**Task brief**
Could you transcribe every record below exactly, leaving out the pictures?

[Image point grounding data]
-=-=-

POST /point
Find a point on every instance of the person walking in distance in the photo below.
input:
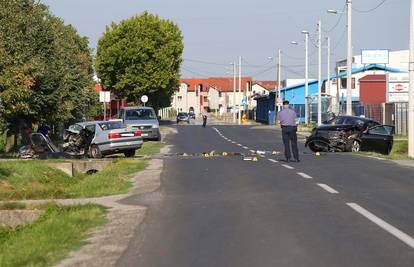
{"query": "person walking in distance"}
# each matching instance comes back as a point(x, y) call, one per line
point(205, 116)
point(288, 121)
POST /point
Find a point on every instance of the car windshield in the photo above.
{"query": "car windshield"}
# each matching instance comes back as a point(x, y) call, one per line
point(140, 114)
point(111, 125)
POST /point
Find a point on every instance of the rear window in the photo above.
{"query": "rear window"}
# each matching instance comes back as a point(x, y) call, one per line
point(139, 114)
point(112, 125)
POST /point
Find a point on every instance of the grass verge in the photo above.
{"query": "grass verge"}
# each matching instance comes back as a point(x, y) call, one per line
point(150, 148)
point(50, 238)
point(35, 180)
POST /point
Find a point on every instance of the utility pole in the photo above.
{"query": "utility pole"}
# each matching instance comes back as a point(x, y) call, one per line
point(234, 91)
point(328, 66)
point(319, 72)
point(349, 60)
point(239, 100)
point(306, 33)
point(279, 74)
point(411, 92)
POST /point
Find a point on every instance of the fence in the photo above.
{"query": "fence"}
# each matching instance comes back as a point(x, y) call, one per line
point(395, 114)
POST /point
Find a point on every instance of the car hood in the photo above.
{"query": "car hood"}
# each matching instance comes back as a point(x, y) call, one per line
point(338, 127)
point(141, 122)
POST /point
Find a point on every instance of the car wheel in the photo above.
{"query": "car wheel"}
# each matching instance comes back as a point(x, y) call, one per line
point(95, 152)
point(356, 146)
point(130, 153)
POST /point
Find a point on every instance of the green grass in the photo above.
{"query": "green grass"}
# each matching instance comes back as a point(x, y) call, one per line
point(399, 151)
point(50, 238)
point(150, 148)
point(35, 180)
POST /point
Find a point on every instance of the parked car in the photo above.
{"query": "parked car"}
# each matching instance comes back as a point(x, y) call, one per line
point(143, 119)
point(101, 138)
point(351, 134)
point(183, 116)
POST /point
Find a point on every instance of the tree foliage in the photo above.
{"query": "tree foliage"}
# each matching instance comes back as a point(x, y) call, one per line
point(141, 55)
point(45, 67)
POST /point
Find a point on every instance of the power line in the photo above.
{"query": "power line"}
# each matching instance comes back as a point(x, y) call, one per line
point(372, 9)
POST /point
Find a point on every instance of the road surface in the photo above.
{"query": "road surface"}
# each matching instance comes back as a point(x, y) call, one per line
point(331, 210)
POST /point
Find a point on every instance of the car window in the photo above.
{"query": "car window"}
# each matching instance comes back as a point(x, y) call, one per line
point(111, 125)
point(140, 114)
point(91, 128)
point(381, 130)
point(75, 128)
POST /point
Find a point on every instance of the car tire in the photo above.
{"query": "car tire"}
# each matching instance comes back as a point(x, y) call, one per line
point(355, 146)
point(130, 153)
point(95, 152)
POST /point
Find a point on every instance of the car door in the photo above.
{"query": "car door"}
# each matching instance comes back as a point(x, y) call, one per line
point(378, 139)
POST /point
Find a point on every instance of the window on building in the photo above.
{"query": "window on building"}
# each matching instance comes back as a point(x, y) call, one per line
point(343, 83)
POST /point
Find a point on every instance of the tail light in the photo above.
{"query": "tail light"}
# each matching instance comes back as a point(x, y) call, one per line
point(114, 135)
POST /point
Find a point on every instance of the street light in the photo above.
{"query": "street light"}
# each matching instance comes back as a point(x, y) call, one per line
point(349, 56)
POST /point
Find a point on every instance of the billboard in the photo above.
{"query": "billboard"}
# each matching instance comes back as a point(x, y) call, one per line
point(398, 85)
point(375, 56)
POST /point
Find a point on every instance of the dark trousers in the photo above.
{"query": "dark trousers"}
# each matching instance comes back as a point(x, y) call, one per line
point(290, 138)
point(204, 121)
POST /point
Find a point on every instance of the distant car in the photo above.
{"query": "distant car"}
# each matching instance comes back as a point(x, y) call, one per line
point(351, 134)
point(183, 116)
point(143, 119)
point(101, 138)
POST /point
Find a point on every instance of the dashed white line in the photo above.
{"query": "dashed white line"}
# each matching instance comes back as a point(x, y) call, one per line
point(328, 188)
point(304, 175)
point(287, 166)
point(383, 224)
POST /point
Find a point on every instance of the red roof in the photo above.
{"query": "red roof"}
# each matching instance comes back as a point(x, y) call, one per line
point(221, 84)
point(373, 78)
point(270, 85)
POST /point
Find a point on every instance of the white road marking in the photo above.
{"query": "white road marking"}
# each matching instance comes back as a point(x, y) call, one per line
point(328, 188)
point(304, 175)
point(383, 224)
point(287, 166)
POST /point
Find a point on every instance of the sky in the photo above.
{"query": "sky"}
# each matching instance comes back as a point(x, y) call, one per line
point(217, 32)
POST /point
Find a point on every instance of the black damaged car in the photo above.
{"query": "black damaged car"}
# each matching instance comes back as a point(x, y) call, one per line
point(351, 134)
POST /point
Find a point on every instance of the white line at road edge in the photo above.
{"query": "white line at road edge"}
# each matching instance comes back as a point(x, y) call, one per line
point(328, 188)
point(287, 166)
point(304, 175)
point(383, 224)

-=-=-

**Written solution**
POST /point
Find a point on every instance of the person walking in distance in the photo below.
input:
{"query": "person walking in distance"}
# each matching instance comes back as a point(x, y) call, one per line
point(205, 116)
point(288, 121)
POST /point
Find a point on every instance of the car windshield in the photo above.
{"query": "car windshield"}
# each matching instance comes back as a point(x, y) call, one per line
point(140, 114)
point(111, 125)
POST /point
Find a point on every instance of the rear window in the photo above.
{"query": "rear window"}
# each matching instance comes back as a point(x, y) call, one per line
point(139, 114)
point(112, 125)
POST /point
Find a point on every instance of the grass verge in the photo above.
{"query": "grass verge"}
# each matching instance comes back as a point(x, y) call, one per line
point(150, 148)
point(50, 238)
point(35, 180)
POST /point
Find a point on every instance of the utility pole in the photo above.
{"query": "utility pole"}
# each matching instance comes back as a point(x, y) call, one per line
point(234, 91)
point(328, 66)
point(319, 72)
point(349, 60)
point(239, 100)
point(306, 33)
point(279, 74)
point(411, 92)
POST /point
Find a point on every instance of the fence in the photo above.
{"query": "fence"}
# each matching instance comes back as a point(x, y) call, one per line
point(395, 114)
POST /point
Find a point on every instance of the car hood in the photo above.
{"query": "car hood"}
# each matching instance comes back as a point(x, y) call, one per line
point(338, 127)
point(141, 122)
POST /point
Find a point on every instance of the car wheel in the photo above.
{"query": "car wheel"}
# each matching instance comes back as a point(x, y) call, one per line
point(95, 152)
point(356, 146)
point(130, 153)
POST /point
Find a point on every instance of the green grass in the photo above.
{"query": "green grass"}
# each matching instance comes back as a point(x, y) call, one per line
point(399, 151)
point(50, 238)
point(150, 148)
point(35, 180)
POST /point
Find a point on every instance of the parked car in the photo above.
{"query": "parked car"}
# each matching instance comes back as a point(x, y) call, one per line
point(143, 119)
point(101, 138)
point(351, 134)
point(183, 116)
POST /point
Find a point on every instance of the tree foliage in the photo above.
{"query": "tree foliage"}
# each matching instance comes back as a point(x, y) call, one per line
point(141, 55)
point(45, 67)
POST /point
Find a point on every instance of the power line in the photo above.
{"query": "power line"}
# each matching instance comes back as a point(x, y) call, one per line
point(372, 9)
POST /point
Find a point on every instance of the road surface in the photo above.
{"query": "road surface"}
# each matching instance comes back as a point(x, y) call, one per line
point(331, 210)
POST /point
Find a point on every instance of the car window in the photo above.
{"query": "car window"}
# each matching instance comes back as a point(x, y) call, one per line
point(111, 125)
point(140, 114)
point(91, 128)
point(381, 130)
point(75, 128)
POST /point
Find a point on every instance of the car tire in the photo above.
{"query": "car tire"}
# each matching instance comes back as a point(x, y) call, one per line
point(355, 146)
point(130, 153)
point(95, 152)
POST /point
Find a point on every instance of the car door in the photo above.
{"query": "car door"}
# each matching instance comes back as a point(x, y) call, one per line
point(378, 139)
POST /point
Find a point on every instance of the window on building in the photo above.
{"query": "window on building"}
# each matching instance comes back as a point(x, y) call, one per line
point(343, 83)
POST /point
Find a point on every instance of the tail light in the photo above.
{"query": "tail light"}
# each matching instance comes back as a point(x, y) call, one per line
point(114, 135)
POST /point
Find a point on every instance of the street light in the photo above.
{"query": "street light"}
# each matching instance comes back as a point(x, y) call, one per line
point(349, 56)
POST /point
Find a point on every instance of the billboard in the photo above.
{"query": "billboard"}
# each matching instance comes back as a point(x, y) call, one per line
point(398, 85)
point(375, 56)
POST /point
Find a point on every instance of the dark trousers in the photo above.
{"query": "dark trousers"}
# each matching instance comes back as a point(x, y) call, one per line
point(290, 138)
point(204, 121)
POST /point
Find a point on every instance of the distant car in the photo above.
{"query": "distant car"}
# each matching instance comes back as a point(x, y) call, one per line
point(351, 134)
point(183, 116)
point(143, 119)
point(101, 138)
POST /point
Find a point on every instance of the dashed white line in the photo above.
{"query": "dashed white line"}
# each matching instance comes back as a point(x, y) call, one per line
point(328, 188)
point(304, 175)
point(287, 166)
point(383, 224)
POST /point
Find a point on every instance of the red roof in the photo above.
{"query": "red roof"}
# each matching instance comes back as a point(x, y) call, one per line
point(221, 84)
point(373, 78)
point(270, 85)
POST /point
Find a point on every instance of the white road marking in the photo above.
{"query": "white road marking"}
# each matching instance comes back as a point(x, y) call, one per line
point(328, 188)
point(304, 175)
point(383, 224)
point(287, 166)
POST /point
Find a point on every instance of the sky in the photo above.
{"query": "sky"}
# each matching instance comes back as a point(x, y) call, one per line
point(217, 32)
POST /point
Find a point on every instance of the black damaged car in the photo above.
{"query": "black damaged car"}
# each matching instance comes back as a point(x, y) call, one per line
point(351, 134)
POST /point
Find a point on every instance of the white line at road edge in the photo above.
{"query": "white line at road edge"}
# each matching instance comes back as a point(x, y) call, one per line
point(328, 188)
point(287, 166)
point(304, 175)
point(383, 224)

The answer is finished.